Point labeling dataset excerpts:
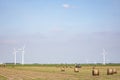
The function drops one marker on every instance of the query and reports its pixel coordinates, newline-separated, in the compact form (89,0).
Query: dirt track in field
(14,74)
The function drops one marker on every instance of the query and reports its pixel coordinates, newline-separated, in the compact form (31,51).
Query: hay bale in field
(76,69)
(114,71)
(95,72)
(63,69)
(2,65)
(109,71)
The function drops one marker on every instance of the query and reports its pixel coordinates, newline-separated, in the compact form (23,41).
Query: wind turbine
(23,54)
(14,56)
(104,56)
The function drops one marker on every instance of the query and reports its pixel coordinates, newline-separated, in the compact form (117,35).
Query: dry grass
(54,73)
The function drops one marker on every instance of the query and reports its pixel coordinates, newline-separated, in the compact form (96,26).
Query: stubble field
(55,73)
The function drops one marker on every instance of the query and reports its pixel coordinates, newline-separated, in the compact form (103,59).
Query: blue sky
(60,31)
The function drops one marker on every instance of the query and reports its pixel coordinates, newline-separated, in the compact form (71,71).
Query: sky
(60,31)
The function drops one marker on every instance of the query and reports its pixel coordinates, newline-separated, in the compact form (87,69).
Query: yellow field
(54,73)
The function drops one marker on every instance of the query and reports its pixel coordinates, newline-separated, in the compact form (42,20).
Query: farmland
(53,72)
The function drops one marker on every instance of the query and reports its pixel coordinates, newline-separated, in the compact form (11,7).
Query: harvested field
(54,73)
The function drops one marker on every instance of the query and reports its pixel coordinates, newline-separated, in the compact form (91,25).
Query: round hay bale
(114,71)
(95,72)
(62,69)
(76,69)
(109,71)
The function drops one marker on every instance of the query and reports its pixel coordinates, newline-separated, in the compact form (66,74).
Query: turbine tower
(23,54)
(14,56)
(104,56)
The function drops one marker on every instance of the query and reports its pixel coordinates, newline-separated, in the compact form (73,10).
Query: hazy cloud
(66,5)
(69,6)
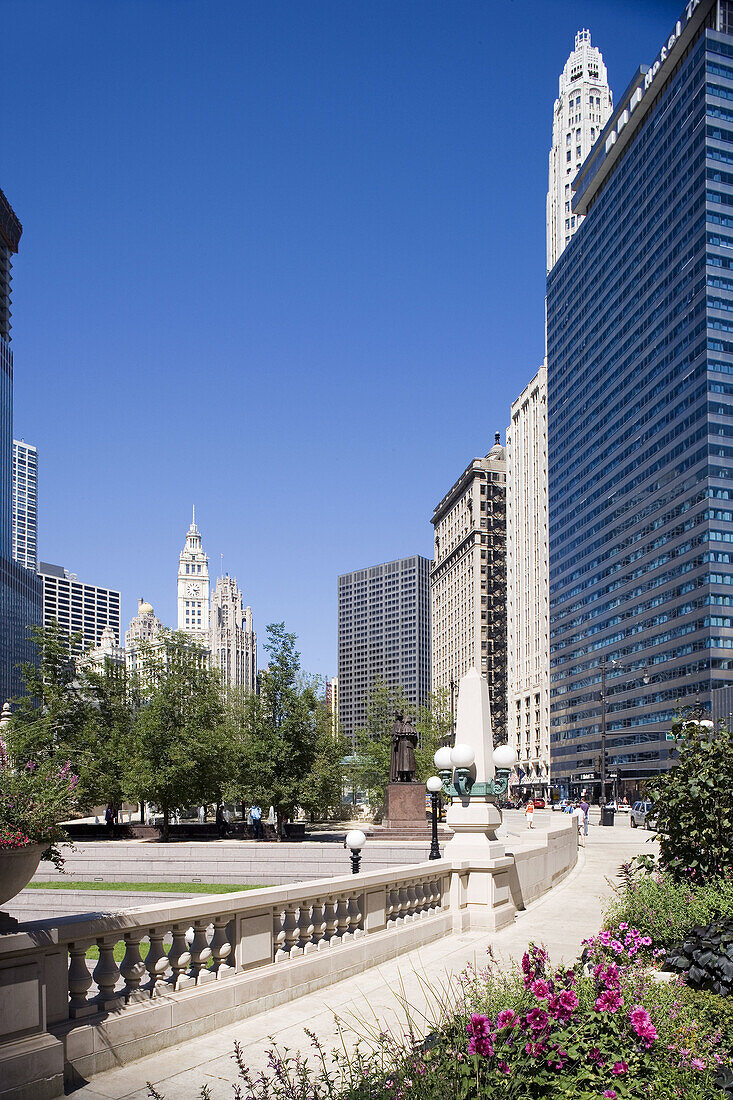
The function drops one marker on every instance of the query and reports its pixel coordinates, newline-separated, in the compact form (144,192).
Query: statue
(404,743)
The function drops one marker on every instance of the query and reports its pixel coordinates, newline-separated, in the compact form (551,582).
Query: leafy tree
(179,752)
(693,804)
(286,757)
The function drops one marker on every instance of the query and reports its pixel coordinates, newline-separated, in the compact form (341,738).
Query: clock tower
(194,587)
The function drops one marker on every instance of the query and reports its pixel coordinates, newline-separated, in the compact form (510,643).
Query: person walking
(529,813)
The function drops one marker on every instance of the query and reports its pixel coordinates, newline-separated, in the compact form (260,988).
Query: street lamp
(354,842)
(435,785)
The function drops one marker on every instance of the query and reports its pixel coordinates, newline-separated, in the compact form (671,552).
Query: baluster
(179,958)
(221,947)
(354,915)
(343,919)
(79,979)
(200,955)
(132,967)
(331,922)
(106,972)
(157,964)
(305,927)
(318,925)
(288,946)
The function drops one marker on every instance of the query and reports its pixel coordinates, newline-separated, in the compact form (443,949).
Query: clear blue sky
(281,260)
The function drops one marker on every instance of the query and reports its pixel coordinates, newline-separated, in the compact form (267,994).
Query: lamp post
(354,840)
(435,785)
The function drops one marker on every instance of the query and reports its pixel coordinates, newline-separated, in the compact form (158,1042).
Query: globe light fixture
(354,840)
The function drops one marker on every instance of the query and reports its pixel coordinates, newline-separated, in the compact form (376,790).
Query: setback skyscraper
(581,110)
(20,589)
(384,634)
(639,360)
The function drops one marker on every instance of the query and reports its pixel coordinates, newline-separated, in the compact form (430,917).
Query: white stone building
(194,587)
(582,108)
(527,583)
(232,638)
(468,581)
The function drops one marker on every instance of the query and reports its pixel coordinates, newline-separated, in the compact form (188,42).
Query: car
(642,814)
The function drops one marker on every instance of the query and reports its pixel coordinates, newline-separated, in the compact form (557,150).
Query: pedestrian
(586,810)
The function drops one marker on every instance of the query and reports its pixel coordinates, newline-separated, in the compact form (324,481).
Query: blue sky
(284,261)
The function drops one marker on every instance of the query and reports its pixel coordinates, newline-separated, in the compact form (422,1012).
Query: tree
(283,757)
(693,804)
(181,752)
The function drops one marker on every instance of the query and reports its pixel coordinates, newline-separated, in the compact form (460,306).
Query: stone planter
(18,866)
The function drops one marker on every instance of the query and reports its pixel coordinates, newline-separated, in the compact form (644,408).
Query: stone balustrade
(165,972)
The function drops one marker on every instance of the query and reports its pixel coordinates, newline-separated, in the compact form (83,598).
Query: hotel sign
(638,92)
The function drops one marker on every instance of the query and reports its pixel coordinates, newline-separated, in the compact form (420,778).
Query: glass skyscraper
(20,587)
(639,359)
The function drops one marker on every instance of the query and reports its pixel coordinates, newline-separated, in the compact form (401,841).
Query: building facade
(527,579)
(581,110)
(639,374)
(384,634)
(21,600)
(194,587)
(25,504)
(468,581)
(78,607)
(232,638)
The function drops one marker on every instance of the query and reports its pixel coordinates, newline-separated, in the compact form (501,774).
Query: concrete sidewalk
(560,920)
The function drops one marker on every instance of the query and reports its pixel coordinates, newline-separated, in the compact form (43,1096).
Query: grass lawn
(69,883)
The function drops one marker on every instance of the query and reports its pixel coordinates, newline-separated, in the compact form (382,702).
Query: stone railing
(85,993)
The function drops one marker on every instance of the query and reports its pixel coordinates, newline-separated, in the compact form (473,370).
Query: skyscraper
(468,581)
(20,589)
(581,110)
(194,587)
(384,634)
(639,376)
(25,504)
(527,576)
(232,638)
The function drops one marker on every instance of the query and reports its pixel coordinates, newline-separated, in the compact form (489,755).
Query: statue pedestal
(405,806)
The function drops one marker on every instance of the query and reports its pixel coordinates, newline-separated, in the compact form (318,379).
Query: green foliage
(285,755)
(179,752)
(373,741)
(693,805)
(664,909)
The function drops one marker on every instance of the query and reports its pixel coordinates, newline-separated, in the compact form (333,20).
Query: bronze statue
(404,743)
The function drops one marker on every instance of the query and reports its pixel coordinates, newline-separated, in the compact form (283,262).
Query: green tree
(285,757)
(693,804)
(181,754)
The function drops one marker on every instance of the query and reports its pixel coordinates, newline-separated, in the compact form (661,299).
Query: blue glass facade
(639,328)
(21,590)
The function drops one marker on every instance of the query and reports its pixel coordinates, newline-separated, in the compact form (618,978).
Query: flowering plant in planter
(33,801)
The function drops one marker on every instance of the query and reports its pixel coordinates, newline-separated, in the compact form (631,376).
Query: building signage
(638,94)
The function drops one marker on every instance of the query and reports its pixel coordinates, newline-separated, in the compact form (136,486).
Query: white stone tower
(232,638)
(194,587)
(582,108)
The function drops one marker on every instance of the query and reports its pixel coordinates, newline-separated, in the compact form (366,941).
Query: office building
(20,589)
(384,634)
(232,639)
(468,581)
(581,110)
(78,608)
(25,504)
(527,576)
(639,381)
(194,587)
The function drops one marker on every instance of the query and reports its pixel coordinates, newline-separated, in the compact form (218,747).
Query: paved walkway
(560,920)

**Request**. Find the line that contains "compact form (366,941).". Repeat it and every line after it, exactly as written, up to and including the last line of the records above.

**Problem solution**.
The function drops one marker on every instance of the query and reports its pixel coordinates, newline-separated, in the compact form (366,941).
Query: office building
(20,589)
(384,634)
(232,639)
(468,581)
(581,110)
(78,608)
(25,504)
(527,576)
(639,381)
(194,587)
The function drops one marker on every instance of the query and reports its pixel coordinates, newline-separated, in the compact form (218,747).
Query: paved walkway
(560,920)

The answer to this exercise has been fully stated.